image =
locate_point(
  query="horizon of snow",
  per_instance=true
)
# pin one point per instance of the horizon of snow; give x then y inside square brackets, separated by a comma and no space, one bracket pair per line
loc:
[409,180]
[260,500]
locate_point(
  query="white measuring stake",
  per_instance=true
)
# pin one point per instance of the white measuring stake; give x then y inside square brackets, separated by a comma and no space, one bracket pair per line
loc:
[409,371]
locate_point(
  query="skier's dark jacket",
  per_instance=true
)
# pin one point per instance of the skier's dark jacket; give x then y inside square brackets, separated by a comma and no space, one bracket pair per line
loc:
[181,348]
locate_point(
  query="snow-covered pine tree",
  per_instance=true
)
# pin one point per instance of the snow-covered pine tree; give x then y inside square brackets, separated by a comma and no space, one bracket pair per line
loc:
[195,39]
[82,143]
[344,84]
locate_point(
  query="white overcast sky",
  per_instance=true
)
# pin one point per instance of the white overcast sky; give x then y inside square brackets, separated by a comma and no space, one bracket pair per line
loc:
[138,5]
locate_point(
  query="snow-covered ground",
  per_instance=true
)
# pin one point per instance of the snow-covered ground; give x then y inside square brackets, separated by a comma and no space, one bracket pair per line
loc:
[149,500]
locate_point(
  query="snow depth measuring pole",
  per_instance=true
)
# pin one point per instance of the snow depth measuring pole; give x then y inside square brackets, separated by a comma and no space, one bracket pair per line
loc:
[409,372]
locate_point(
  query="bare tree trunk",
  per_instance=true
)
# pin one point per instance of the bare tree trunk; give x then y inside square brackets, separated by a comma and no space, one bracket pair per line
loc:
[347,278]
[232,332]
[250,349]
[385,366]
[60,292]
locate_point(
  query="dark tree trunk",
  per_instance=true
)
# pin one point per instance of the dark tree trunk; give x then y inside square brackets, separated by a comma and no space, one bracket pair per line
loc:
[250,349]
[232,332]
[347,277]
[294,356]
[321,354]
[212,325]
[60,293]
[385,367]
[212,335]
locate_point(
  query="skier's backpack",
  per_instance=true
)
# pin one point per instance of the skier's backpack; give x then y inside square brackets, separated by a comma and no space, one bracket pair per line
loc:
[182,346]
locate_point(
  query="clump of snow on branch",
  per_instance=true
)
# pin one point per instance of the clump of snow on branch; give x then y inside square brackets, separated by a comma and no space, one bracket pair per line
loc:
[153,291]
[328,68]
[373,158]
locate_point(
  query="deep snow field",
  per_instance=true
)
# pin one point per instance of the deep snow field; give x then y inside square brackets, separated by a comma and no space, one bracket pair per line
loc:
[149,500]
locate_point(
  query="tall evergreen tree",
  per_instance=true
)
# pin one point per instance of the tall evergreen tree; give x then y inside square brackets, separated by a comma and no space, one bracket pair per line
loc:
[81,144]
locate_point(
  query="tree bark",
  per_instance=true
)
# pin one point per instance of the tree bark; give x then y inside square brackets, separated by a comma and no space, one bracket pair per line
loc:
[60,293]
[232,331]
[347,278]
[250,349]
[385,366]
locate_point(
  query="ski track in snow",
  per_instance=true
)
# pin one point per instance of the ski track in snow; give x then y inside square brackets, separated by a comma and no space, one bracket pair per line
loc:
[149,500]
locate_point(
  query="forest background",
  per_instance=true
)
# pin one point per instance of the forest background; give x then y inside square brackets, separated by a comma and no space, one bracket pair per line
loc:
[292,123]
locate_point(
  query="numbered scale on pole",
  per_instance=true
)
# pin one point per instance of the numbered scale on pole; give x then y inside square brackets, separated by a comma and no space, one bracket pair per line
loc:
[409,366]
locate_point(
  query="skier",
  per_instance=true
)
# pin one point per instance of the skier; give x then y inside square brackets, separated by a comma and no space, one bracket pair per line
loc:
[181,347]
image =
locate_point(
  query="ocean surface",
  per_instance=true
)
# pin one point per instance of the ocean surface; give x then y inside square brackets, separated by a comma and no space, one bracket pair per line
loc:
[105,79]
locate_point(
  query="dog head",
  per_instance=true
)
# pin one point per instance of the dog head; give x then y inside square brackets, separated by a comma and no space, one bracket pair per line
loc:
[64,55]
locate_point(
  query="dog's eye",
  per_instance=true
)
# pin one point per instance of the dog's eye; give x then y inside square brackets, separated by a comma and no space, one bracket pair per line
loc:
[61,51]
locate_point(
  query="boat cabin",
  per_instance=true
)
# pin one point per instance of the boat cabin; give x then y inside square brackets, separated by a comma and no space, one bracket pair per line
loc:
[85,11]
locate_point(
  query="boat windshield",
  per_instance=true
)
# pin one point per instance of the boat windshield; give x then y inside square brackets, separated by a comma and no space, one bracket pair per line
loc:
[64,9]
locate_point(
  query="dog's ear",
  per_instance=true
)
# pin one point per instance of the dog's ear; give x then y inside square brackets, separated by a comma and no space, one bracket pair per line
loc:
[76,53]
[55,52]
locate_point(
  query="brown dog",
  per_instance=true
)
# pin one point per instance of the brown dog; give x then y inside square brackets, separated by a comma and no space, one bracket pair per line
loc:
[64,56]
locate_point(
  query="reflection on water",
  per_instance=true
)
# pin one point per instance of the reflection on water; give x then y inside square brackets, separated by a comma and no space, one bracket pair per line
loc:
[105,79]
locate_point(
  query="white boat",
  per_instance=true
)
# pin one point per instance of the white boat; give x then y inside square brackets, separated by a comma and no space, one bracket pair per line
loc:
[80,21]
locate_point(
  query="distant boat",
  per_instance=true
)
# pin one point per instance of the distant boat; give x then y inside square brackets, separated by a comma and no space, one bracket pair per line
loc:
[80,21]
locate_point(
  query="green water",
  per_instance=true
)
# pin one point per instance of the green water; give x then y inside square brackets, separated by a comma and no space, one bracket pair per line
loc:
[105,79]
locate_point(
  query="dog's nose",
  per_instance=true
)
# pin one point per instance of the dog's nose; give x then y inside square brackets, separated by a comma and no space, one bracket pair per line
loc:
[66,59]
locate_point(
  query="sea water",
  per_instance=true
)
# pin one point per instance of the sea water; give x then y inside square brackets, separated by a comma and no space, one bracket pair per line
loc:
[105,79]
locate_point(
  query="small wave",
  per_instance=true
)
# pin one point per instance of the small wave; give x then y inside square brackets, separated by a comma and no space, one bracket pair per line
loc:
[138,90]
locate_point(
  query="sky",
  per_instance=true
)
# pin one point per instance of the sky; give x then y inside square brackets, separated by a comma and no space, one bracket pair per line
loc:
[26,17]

- Assigned task: How many lines of the listing above include the word "branch"? Reply with the number alone.

- Answer for the task: 2